Repeat exactly, and only, the lines below starting at the line that contains "TARGET = phantom of the opera billboard" and ending at the line that contains "TARGET = billboard", inclusive of both.

[Collection entries]
********

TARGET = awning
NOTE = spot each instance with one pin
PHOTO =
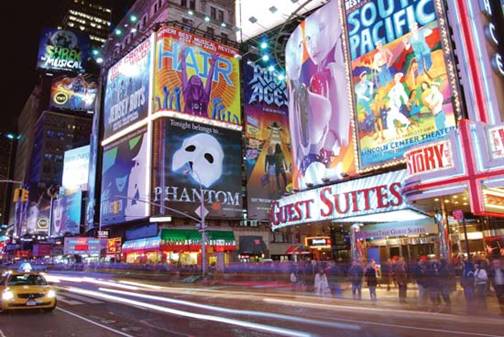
(189, 240)
(297, 249)
(252, 245)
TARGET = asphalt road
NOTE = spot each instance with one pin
(99, 306)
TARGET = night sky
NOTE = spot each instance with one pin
(21, 25)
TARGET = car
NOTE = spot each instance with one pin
(26, 290)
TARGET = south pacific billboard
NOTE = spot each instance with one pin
(191, 157)
(196, 76)
(63, 50)
(320, 114)
(268, 158)
(127, 91)
(124, 179)
(400, 82)
(76, 93)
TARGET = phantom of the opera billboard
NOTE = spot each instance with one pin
(196, 76)
(124, 179)
(320, 114)
(403, 92)
(190, 157)
(76, 93)
(268, 158)
(63, 50)
(127, 92)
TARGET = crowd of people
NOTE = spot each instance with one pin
(434, 280)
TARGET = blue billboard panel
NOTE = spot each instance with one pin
(127, 91)
(124, 179)
(63, 50)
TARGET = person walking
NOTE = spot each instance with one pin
(355, 273)
(371, 279)
(481, 284)
(467, 283)
(498, 281)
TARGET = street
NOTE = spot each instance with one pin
(97, 305)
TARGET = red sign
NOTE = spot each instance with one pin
(430, 158)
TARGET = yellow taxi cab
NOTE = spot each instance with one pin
(26, 290)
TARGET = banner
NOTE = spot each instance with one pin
(268, 158)
(76, 93)
(193, 156)
(63, 50)
(183, 64)
(127, 91)
(401, 86)
(320, 116)
(124, 179)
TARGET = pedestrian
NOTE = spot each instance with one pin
(498, 281)
(321, 284)
(371, 280)
(467, 283)
(480, 284)
(355, 273)
(401, 277)
(420, 274)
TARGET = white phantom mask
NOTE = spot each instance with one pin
(203, 156)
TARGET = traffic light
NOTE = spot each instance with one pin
(25, 195)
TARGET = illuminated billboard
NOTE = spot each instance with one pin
(402, 89)
(192, 156)
(320, 114)
(183, 65)
(76, 169)
(268, 158)
(124, 179)
(63, 50)
(127, 91)
(76, 93)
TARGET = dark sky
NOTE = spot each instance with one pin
(21, 25)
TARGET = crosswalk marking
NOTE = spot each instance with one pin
(74, 299)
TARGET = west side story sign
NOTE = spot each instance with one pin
(377, 194)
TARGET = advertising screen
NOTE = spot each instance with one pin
(124, 179)
(194, 156)
(184, 63)
(63, 50)
(268, 158)
(400, 82)
(320, 117)
(76, 169)
(67, 214)
(76, 93)
(127, 91)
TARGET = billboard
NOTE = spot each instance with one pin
(76, 169)
(400, 83)
(183, 65)
(63, 50)
(268, 158)
(67, 214)
(76, 93)
(320, 117)
(127, 91)
(124, 179)
(191, 156)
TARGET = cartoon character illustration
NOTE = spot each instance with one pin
(202, 157)
(417, 41)
(397, 98)
(196, 96)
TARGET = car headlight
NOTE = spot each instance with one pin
(7, 295)
(51, 294)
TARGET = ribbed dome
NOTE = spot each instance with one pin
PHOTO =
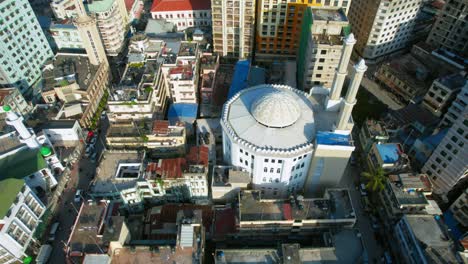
(276, 109)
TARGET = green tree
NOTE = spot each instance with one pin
(375, 180)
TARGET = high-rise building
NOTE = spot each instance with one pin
(89, 35)
(279, 25)
(447, 164)
(24, 48)
(383, 26)
(233, 27)
(321, 45)
(450, 31)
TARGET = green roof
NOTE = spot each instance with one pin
(13, 169)
(99, 6)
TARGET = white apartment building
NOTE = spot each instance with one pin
(233, 27)
(383, 26)
(112, 21)
(447, 164)
(66, 35)
(459, 209)
(19, 222)
(183, 13)
(181, 75)
(13, 98)
(442, 92)
(141, 94)
(24, 48)
(63, 9)
(323, 43)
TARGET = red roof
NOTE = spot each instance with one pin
(180, 5)
(129, 4)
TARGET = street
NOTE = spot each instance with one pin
(66, 212)
(364, 224)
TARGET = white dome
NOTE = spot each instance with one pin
(276, 109)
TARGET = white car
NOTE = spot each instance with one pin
(77, 198)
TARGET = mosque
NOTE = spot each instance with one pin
(290, 141)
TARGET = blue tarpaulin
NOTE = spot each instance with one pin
(239, 81)
(186, 112)
(329, 138)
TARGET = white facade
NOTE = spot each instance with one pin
(24, 52)
(384, 26)
(448, 165)
(19, 225)
(112, 22)
(66, 36)
(184, 19)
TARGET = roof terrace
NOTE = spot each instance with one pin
(335, 205)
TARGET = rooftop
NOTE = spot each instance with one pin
(69, 69)
(338, 206)
(107, 177)
(406, 195)
(454, 82)
(329, 14)
(180, 5)
(389, 152)
(96, 6)
(375, 129)
(13, 169)
(187, 49)
(226, 175)
(89, 224)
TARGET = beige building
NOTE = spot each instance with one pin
(80, 85)
(321, 45)
(383, 26)
(279, 25)
(450, 31)
(442, 92)
(112, 21)
(460, 208)
(233, 27)
(141, 94)
(159, 135)
(297, 215)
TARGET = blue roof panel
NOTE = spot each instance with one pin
(239, 81)
(389, 153)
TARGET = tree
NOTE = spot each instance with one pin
(375, 180)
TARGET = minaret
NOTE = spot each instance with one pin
(350, 99)
(341, 71)
(24, 135)
(89, 34)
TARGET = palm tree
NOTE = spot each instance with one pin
(375, 180)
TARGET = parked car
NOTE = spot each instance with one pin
(89, 150)
(53, 231)
(362, 189)
(77, 198)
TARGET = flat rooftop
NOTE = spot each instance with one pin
(187, 49)
(89, 224)
(338, 206)
(69, 69)
(106, 174)
(226, 175)
(329, 15)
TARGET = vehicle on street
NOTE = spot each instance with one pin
(44, 254)
(362, 189)
(53, 231)
(89, 150)
(94, 157)
(77, 198)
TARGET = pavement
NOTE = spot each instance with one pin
(82, 173)
(379, 92)
(364, 224)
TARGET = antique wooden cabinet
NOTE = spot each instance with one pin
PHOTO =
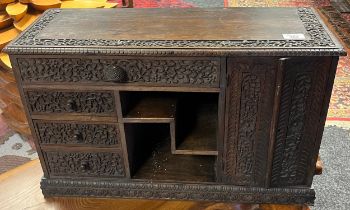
(194, 104)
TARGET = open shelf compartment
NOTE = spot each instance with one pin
(192, 118)
(150, 156)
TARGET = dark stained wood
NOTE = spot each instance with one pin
(238, 114)
(147, 108)
(176, 24)
(28, 195)
(201, 139)
(162, 165)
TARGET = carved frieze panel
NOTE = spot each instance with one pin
(301, 102)
(77, 133)
(178, 191)
(249, 95)
(203, 72)
(84, 164)
(70, 102)
(319, 37)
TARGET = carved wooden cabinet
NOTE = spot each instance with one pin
(193, 104)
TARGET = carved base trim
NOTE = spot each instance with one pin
(176, 191)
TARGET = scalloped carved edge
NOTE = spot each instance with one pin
(177, 191)
(320, 43)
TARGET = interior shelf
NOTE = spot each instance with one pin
(151, 108)
(161, 164)
(191, 117)
(200, 138)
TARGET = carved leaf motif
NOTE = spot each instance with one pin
(319, 37)
(70, 102)
(100, 164)
(301, 103)
(244, 143)
(71, 133)
(177, 72)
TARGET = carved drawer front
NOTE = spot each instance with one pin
(50, 132)
(85, 164)
(177, 71)
(96, 103)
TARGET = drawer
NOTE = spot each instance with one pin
(183, 71)
(84, 164)
(55, 101)
(82, 133)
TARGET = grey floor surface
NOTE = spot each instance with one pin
(333, 186)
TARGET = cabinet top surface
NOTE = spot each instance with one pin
(194, 30)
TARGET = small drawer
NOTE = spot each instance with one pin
(55, 101)
(82, 133)
(85, 164)
(178, 71)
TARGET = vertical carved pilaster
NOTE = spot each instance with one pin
(301, 102)
(248, 110)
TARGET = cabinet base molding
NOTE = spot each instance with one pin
(176, 191)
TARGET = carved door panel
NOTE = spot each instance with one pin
(249, 106)
(305, 93)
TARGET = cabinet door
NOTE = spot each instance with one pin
(304, 99)
(275, 114)
(249, 106)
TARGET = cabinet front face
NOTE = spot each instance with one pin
(275, 113)
(249, 104)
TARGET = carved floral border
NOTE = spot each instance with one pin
(319, 38)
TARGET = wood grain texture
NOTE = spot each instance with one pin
(27, 195)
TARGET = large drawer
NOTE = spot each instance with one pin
(183, 71)
(80, 133)
(85, 164)
(76, 102)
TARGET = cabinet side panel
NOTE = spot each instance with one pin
(302, 95)
(249, 104)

********

[SOLUTION FOR THIS TASK]
TARGET = phantom of the opera billboard
NOTE = spot each instance with one pin
(196, 76)
(124, 179)
(320, 114)
(403, 92)
(190, 157)
(76, 93)
(268, 158)
(63, 50)
(127, 92)
TARGET = crowd of people
NOTE = spot each instance with one pin
(434, 280)
TARGET = blue billboard panel
NOTE = spot each instance with one pin
(127, 91)
(124, 179)
(63, 50)
TARGET = person walking
NOTE = spot each instance with one pin
(355, 273)
(371, 279)
(481, 284)
(467, 283)
(498, 281)
TARGET = street
NOTE = spot each instance with one pin
(97, 305)
TARGET = red sign
NOTE = spot each instance with one pin
(430, 158)
TARGET = yellow taxi cab
NOTE = spot each instance with one pin
(26, 290)
TARGET = banner
NOTE = spot each instance with one pin
(268, 158)
(76, 93)
(193, 156)
(63, 50)
(183, 64)
(127, 91)
(401, 86)
(320, 116)
(124, 179)
TARGET = pedestrian
NOTE = spot each instance with one pin
(498, 281)
(321, 284)
(371, 280)
(467, 283)
(480, 284)
(355, 273)
(401, 277)
(420, 274)
TARGET = white phantom mask
NOTE = spot each instance with one pin
(203, 156)
TARGET = traffic light
NOTE = spot each instance with one pin
(25, 195)
TARGET = illuminated billboard
NOTE = spot each instance with one pin
(402, 89)
(192, 156)
(320, 114)
(183, 65)
(76, 169)
(268, 158)
(124, 179)
(63, 50)
(127, 91)
(76, 93)
TARGET = dark sky
NOTE = spot each instance with one pin
(21, 25)
TARGET = crosswalk marking
NOTE = spot each instance with one pin
(74, 299)
TARGET = west side story sign
NOTE = spot each instance with one pin
(377, 194)
TARGET = advertising screen
NOTE = spot each instance with one pin
(124, 179)
(194, 156)
(184, 63)
(63, 50)
(268, 158)
(400, 82)
(320, 117)
(76, 169)
(67, 214)
(76, 93)
(127, 91)
TARGET = billboard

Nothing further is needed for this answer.